Sua situação é compartilhada por um número crescente de pessoas em Honduras, Guatemala e El Salvador, onde a violência brutal de gangues – exacerbada pela pandemia de Covid-19 e desastres naturais – tornou a vida quase impossível.

A jornada por terra em busca de segurança é repleta de perigos. Os requerentes de asilo enfrentam roubos, agressões sexuais e sequestros, muitos ainda se afogam ao tentar atravessar rios de fronteira ou morrem em acidentes de trânsito. A família de Paula e Ana foi roubada na Guatemala. Sem passagens de ônibus, sua família caminhou por três dias até chegar ao sul do México.

“Os pés da Paula estavam cobertos de ferimentos e sangravam após a travessia para a Guatemala”, afirmou Ana.

※ ※ ※

--- TAREFA 1 ---
Transcreva literalmente a parte do trecho sobre os requerentes de asilo que começa em "Sua situação é" e vai até "vida quase impossível.".
--- TAREFA 2 ---
Dê continuidade ao trecho sobre os requerentes de asilo a partir do ponto em que ele termina.

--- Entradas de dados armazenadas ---
※ ※ ※

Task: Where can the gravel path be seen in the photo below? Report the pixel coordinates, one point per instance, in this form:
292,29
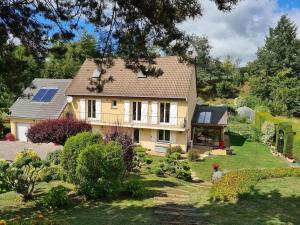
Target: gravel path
8,150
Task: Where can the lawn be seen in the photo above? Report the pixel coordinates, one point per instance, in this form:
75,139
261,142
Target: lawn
273,201
247,155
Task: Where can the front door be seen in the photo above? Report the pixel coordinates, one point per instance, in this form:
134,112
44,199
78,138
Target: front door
136,135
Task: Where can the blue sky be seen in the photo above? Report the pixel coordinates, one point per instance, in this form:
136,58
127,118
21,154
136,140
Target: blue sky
289,4
243,30
240,32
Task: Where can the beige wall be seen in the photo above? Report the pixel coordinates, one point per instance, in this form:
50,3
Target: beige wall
148,137
106,108
192,101
15,121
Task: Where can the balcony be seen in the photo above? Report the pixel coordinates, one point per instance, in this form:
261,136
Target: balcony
108,119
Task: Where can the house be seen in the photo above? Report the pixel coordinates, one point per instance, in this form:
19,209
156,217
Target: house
156,112
44,99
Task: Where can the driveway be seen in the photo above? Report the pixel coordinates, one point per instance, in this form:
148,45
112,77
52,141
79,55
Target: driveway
9,149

※ ※ ※

--- RESPOSTA 1 ---
Sua situação é compartilhada por um número crescente de pessoas em Honduras, Guatemala e El Salvador, onde a violência brutal de gangues – exacerbada pela pandemia de Covid-19 e desastres naturais – tornou a vida quase impossível.

--- RESPOSTA 2 ---
No México, a família dormiu na rua e em um abrigo – onde Paula foi abordada por um homem que exigia saber se ela era homem ou mulher. Finalmente alguns dias depois do incidente, uma família mexicana em uma comunidade rural acolheu a família, oferecendo-lhes água e um ensopado de toupeira feito com iguana.

“São pessoas muito boas. Não têm muito e abriram sua casa para nós”, Paula afirmou. A família de refugiados ficou três meses na casa de um cômodo.

Após uma queda na taxa de pedidos de asilo no México em 2020 devido à pandemia de covid-19, o número de pessoas que fogem da América Central – sobretudo El Salvador, Guatemala e Honduras – está aumentando novamente.

Nos três primeiros meses de 2021, a Comissão para Assistência de Refugiados no México (COMAR) registrou cerca de 30 mil novos pedidos de asilo, número quase um terço maior do que o mesmo período no ano passado. O mês de abril de 2021 marcou um recorde histórico para os pedidos de asilo, chegando a mais de 9.100 solicitações.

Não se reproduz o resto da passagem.